DA SVOLGERE:
a) Trascrivi fedelmente una parte del testo citato, iniziando da "Conosco le tue" e terminando con "dalla mia bocca.".
b) Nel testo citato, dove e in quale data ha rilasciato l'intervista il pianista Stefano Bollani?

───── TESTO CITATO ─────

Blog / Sandokan | 15 Ottobre 2016

Le Lettere di Sandokan – Freddo

Conosco le tue opere: tu non sei né freddo né caldo. Magari tu fossi freddo o caldo! Ma poiché sei tiepido, non sei cioè né freddo né caldo, sto per vomitarti dalla mia bocca.
Mi è tornato in mente questo versetto dell’Apocalisse mentre ascoltavo, per caso, una intervista concessa dal pianista Stefano Bollani presso l’Istituto italiano di cultura di Parigi il 12 febbraio 2016.
Bollani ha scritto un libro, di recente, in cui parla di alcuni musicisti scelti secondo il suo gusto e raccontati secondo quelle che erano le loro passioni e la loro vita. L’intervista è bellissima e penso valga la pena di essere ascoltata anche se c’è da dedicarle più di un’ora. Ci sono innumerevoli spunti per riflettere ed è anche molto divertente, perché Bollani è così.
A un certo punto lui racconta delle difficoltà che spesso hanno i musicisti a comunicare tra loro “oltre la loro musica”, perché spesso uno si trova davanti a «una persona diversa da “quello che suona”». Paragona il suonare assieme a un altro al fare all’amore: «Alle volte uno si accorge, dopo aver suonato o dopo aver fatto l’amore, di non avere null’altro da dire».

───── ESTRATTO DEI DATI ─────

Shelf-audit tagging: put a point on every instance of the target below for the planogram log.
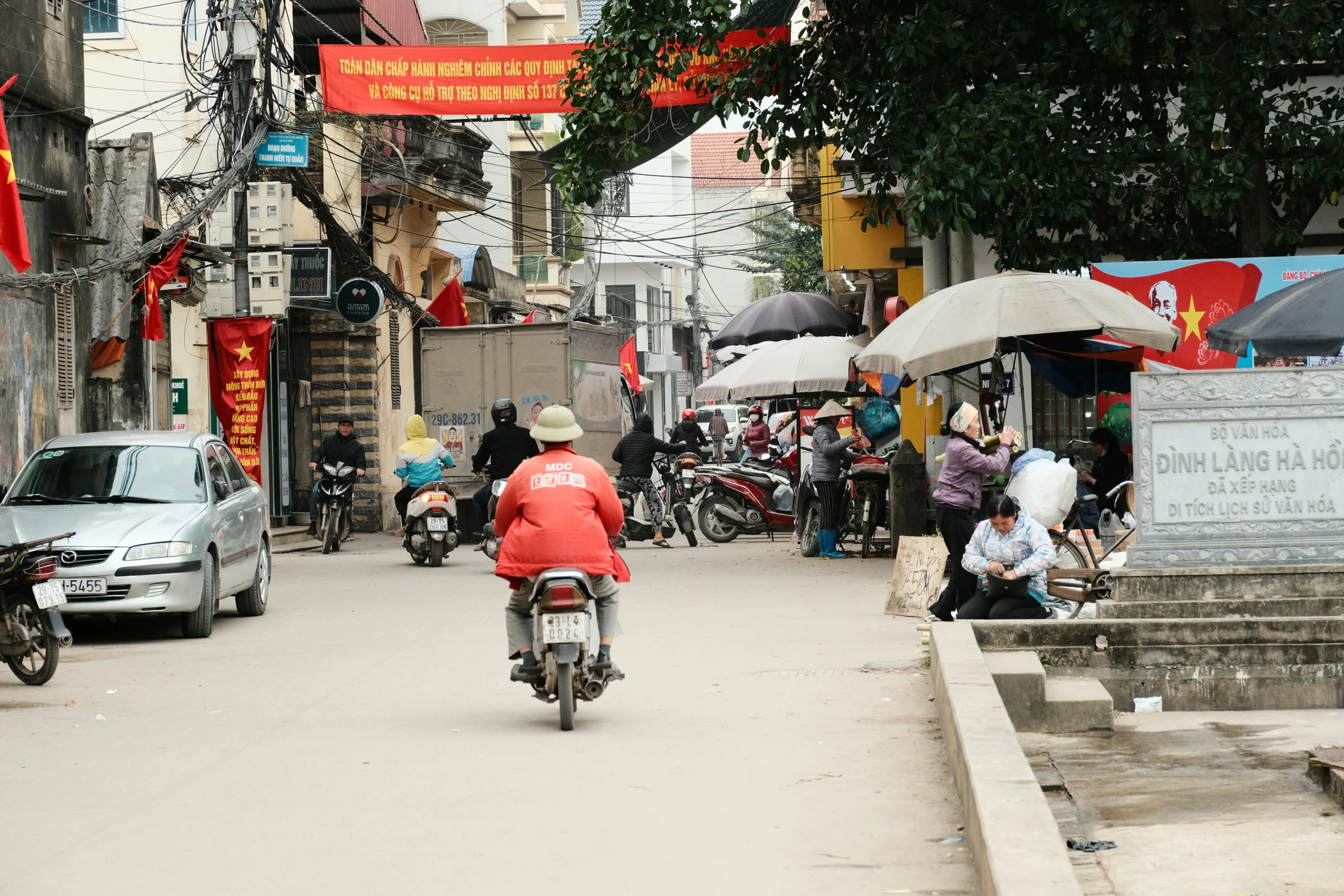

─────

SOLUZIONI:
a)
Conosco le tue opere: tu non sei né freddo né caldo. Magari tu fossi freddo o caldo! Ma poiché sei tiepido, non sei cioè né freddo né caldo, sto per vomitarti dalla mia bocca.

b) Presso l'Istituto italiano di cultura di Parigi, il 12 febbraio 2016.